----- INFORMATION SUPPLIED -----

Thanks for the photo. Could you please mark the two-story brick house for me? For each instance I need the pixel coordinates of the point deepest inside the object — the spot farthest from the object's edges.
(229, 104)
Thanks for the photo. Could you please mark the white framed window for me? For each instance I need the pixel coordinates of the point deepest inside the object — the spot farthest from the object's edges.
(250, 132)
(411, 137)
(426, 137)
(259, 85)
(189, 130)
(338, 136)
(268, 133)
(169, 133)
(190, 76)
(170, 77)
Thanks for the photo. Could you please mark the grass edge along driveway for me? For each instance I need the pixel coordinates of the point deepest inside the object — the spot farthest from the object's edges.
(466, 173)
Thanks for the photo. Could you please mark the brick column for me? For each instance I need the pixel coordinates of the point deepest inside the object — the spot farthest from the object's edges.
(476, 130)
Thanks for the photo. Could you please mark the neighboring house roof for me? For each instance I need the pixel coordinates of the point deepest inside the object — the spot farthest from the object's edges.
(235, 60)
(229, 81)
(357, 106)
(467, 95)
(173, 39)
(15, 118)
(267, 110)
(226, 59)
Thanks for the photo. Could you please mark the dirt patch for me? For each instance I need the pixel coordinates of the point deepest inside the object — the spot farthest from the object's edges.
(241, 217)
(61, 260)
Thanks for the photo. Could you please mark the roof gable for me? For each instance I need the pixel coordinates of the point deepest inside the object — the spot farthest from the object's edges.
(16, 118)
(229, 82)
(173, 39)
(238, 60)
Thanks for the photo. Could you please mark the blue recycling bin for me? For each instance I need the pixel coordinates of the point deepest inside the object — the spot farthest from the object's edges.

-----

■ **PROBLEM STATEMENT**:
Faithfully copy every entry, leaving nothing out.

■ **FINISHED EXERCISE**:
Thanks for the photo. Could you please mark the two-story brick house for me? For each instance I need the pixel coordinates of the point deepest inside the object — the spot farthest from the object's edges.
(229, 104)
Thanks for the photo. Could you please mark the white framed window for me? For each instance I need the pixel coordinates of the point deepest inside the object — the spot farthest from the object's edges.
(250, 132)
(411, 137)
(426, 137)
(259, 85)
(189, 130)
(338, 136)
(268, 133)
(169, 133)
(190, 76)
(170, 77)
Thanks for the photo. Could you please mark the grass edge along driveway for me? For each instance I need the pixel coordinates of the point deepest inside the object — the spot farthest from the object's edges.
(466, 173)
Thanks for the photo. Could you please mark the brick column for me? For each instance I need the pixel coordinates of the point deepest inside the object — the spot farthest from the object's edges.
(476, 130)
Thanks for the photo. Could you please mark the neighboring house roof for me? For each instance I need the pixel coordinates of the point deepest inside the object — the spot farthest from the object's edges.
(235, 60)
(229, 81)
(357, 106)
(467, 95)
(173, 39)
(15, 118)
(267, 110)
(226, 59)
Thanks for the photo. Could you please mark the dirt patch for me? For each instance I need the pixel coordinates of the point deepest inside the object — the spot farthest from the object's edges.
(241, 217)
(61, 260)
Thanks for the photo. Could you please mark the roof gable for me? For each instance I need the pixel coordinates of the point deepest inside the object — the spot farthest from the object's edges.
(16, 118)
(229, 82)
(173, 39)
(238, 60)
Thanks for the photo. Could you please mark the blue recycling bin for me? For each instance I need the pixel coordinates of the point deepest inside the object — the spot farthest from the object's edges.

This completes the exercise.